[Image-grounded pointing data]
━━━━━━━━━━━━━━━━
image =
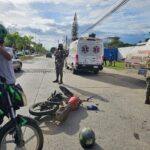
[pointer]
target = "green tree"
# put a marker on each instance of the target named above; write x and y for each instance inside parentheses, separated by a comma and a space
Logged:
(3, 31)
(75, 28)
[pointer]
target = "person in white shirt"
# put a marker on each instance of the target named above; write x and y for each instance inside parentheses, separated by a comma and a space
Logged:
(6, 67)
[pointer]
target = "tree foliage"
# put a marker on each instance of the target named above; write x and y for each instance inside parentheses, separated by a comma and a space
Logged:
(3, 31)
(20, 43)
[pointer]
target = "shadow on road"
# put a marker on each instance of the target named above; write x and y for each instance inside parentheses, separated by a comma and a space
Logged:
(95, 147)
(88, 94)
(115, 79)
(70, 126)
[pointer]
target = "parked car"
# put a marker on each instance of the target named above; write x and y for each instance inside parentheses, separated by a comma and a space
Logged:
(17, 64)
(49, 55)
(85, 54)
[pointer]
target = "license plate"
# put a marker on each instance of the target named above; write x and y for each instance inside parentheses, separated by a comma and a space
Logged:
━━━━━━━━━━━━━━━━
» **Assignment**
Retype each of the entries above exactly as it appears, with no pictures.

» **Written answer**
image =
[pointer]
target = "green tree"
# put a marker on each instance of the target named above; write x and y for each instance inside parentheses, separated by a comma and a space
Logged:
(3, 31)
(75, 28)
[pointer]
target = "person in white shirt"
# put a marker on each instance of the target named above; write x and y for each instance inside parentheses, separated by a comma and a space
Logged:
(6, 67)
[pointer]
target = "tree foliage"
# put a marker on each instance of the target named above; write x and y for each instance inside parentheses, separated by a comma and a space
Logged:
(3, 31)
(20, 43)
[pointer]
target = "shadow on road"
# put a marker on each instance of the target named above; write x and y for each instance inside parentheses, separated by a comma and a space
Logged:
(95, 147)
(88, 94)
(115, 79)
(70, 126)
[pointer]
target = "parked car"
# put a marker on each instance of the target named above; write x and y for each instance inside parentheses, separated by a comma and a space
Logged:
(17, 64)
(49, 55)
(85, 54)
[pointer]
target = "license plate"
# put a marker on each instance of the target named above; write x and y for each instance inside parentheses, separated by a comma and a space
Logged:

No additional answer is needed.